• [Exercises]
a - In the passage on labour officer rulings, where may the labour officer submit a confirmed ruling for registration when the party against whom it operates does not comply?
b - Continue the passage on labour officer rulings from its final sentence.

• [Text block]
________
The party against whom the ruling is made is therefore only entitled to challenge the confirmation of such a ruling before the labour court. It would appear however that the obligation to comply with the ruling only arises after confirmation. Therefore, the right of appeal is not really necessary considering the fact the party against whom the ruling is made can still oppose its confirmation. However, it seems the one in whose favour the ruling is made is at a disadvantage. Without this right of appeal, it is difficult to see how the party can seek a variation of the ruling so that it satisfies them. It appears once the order is made, the party in whose favour it is made is put in an untenable position should he wish to have it varied so as to be more favourable. The section does not seem to allow the party in whose favour the award is made the right to intervene in the confirmation process. This is particularly important considering the fact there is no time line within which the application for confirmation must be made. What this means therefore is that a party may have to apply to a court for a mandamus to have the labour officer make the application. This makes the whole concept of speedy justice under section 2A meaningless.


Where such ruling is confirmed and the party against whom the ruling operates does not comply with it, the labour officer may submit the order for registration to either the High Court or the Magistrates depending on the terms of the order. The labour officer has ceased to be the umpire in the dispute and is not actively involved in the dispute. The problem is that the labour officer may pitch camp with either of the parties and pull out all the stops to ensure that its ruling is confirmed and that it is registered after that. This state of affairs leave a bitter taste in the mouth. The dispute must be inter parties and the labour officer must only be an umpire. Once this quasi-judicial officer is allowed to actively participate in the dispute between the parties, problems are bound to ensue. It is not inconceivable for many applications for review to be made challenging the conduct of labour officers exercising their powers under section 93 (5), (5a) and (5b). This provision makes a mockery of the adversarial system of litigation which otherwise underpins the Zimbabwean legal system. The legislature seemingly forgot that a dispute or unfair labour practice occurs between the parties to an employment contract. It is they that should settle their scores.
________
• [Data excerpts]
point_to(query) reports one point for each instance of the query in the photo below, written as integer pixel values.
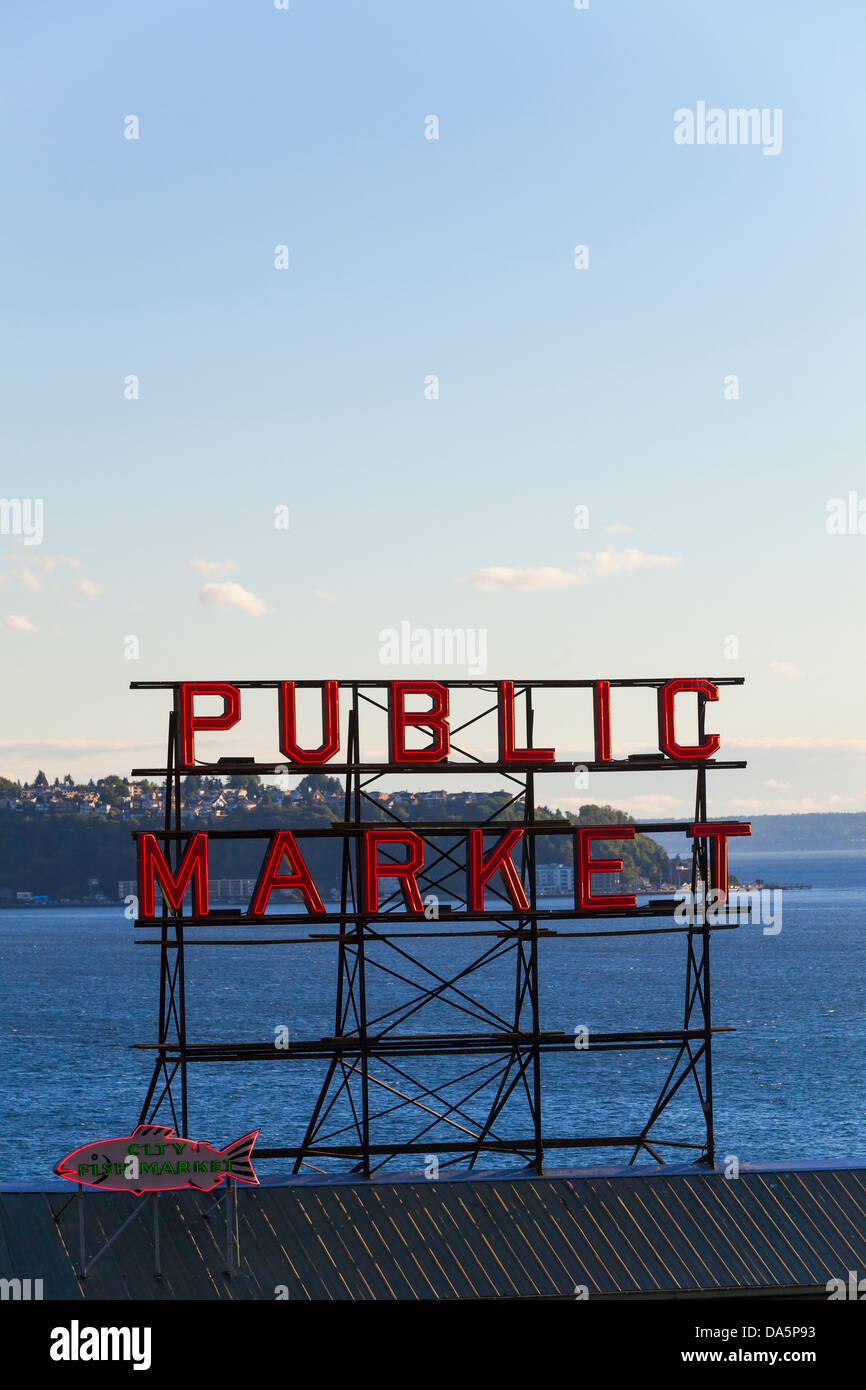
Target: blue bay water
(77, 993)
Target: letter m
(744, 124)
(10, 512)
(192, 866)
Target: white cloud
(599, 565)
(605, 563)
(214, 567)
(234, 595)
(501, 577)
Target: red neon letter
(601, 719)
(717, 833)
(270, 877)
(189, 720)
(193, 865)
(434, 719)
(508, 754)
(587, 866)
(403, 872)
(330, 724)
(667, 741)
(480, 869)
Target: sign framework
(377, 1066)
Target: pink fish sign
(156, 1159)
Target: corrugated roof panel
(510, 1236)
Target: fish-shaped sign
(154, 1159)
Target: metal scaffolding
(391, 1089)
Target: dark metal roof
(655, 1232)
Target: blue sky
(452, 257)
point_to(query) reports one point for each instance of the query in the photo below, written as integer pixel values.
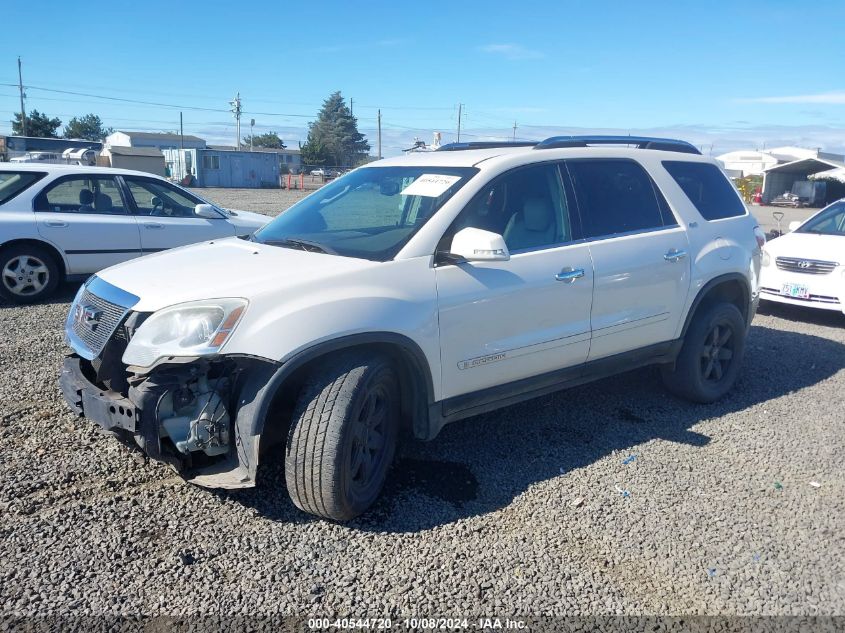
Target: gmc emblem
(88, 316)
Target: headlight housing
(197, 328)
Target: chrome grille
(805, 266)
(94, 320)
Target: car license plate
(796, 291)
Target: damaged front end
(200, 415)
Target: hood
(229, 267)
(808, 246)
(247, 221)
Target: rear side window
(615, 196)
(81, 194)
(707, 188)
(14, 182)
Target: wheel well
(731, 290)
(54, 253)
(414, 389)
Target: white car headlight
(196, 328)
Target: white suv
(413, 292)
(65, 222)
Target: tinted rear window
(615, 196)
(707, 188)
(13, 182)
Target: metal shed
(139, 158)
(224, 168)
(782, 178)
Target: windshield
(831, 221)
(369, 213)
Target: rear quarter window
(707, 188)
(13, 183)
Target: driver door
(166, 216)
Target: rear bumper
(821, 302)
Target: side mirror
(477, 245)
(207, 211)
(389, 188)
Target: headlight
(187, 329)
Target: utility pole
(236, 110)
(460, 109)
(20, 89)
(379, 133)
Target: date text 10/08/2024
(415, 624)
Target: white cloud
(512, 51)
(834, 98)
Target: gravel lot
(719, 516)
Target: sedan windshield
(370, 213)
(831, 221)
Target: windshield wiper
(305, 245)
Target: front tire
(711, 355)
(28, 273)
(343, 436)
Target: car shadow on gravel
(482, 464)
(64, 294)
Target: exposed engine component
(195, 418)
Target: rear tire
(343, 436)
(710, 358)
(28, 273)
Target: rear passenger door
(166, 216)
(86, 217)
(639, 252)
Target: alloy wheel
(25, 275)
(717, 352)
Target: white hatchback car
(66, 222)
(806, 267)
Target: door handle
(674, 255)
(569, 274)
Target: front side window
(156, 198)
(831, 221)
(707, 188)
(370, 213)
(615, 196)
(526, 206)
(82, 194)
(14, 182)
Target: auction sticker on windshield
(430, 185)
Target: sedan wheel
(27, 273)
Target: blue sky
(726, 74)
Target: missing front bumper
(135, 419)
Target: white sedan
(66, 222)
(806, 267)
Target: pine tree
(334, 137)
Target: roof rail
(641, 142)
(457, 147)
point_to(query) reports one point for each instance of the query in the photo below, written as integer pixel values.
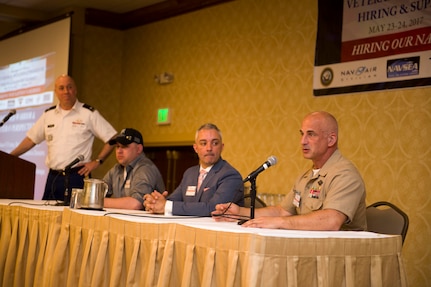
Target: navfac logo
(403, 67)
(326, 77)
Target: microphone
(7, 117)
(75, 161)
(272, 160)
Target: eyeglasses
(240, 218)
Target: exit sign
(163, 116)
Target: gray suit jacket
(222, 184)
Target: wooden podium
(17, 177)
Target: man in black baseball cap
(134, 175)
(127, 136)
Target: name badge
________
• [The responses]
a - To either the High Court or the Magistrates, depending on the terms of the order.

b -
The main thing which comes out is that the lawyers have been taken out of the equation.This is very significant. Suppose the victorious party in the labour officer’s ruling is not entirely happy with the terms of the ruling. It does not appear obvious that he will be entitled to seek the variation of the order since he is not the one who makes the application for confirmation. The confirmation of the ruling is by way of a Labour Court order. The successful party derives some right from the confirmation but the right to enforce that right is made subject to the whims of the Labour Officer. This is not acceptable. What would happen should the Labour Officer fail to follow the procedures for registration? The procedures in the High Court for example require that a litigant be knowledgeable because the procedures sometimes catch even the legal practitioners off balance. The fate of the successful party is left in the hands of the labour officer who may be unable to follow the registration processes correctly. The next question would relate to whether the labour officer can instruct lawyers to attend to the registration. If not, what happens when this labour officer cannot understand the registration process? If the labour officer can instruct lawyers, at whose expense will this be? If it is at the successful party’s expense, why not just allow them to attend to the registration process and instruct lawyers of their choice should they wish to do so.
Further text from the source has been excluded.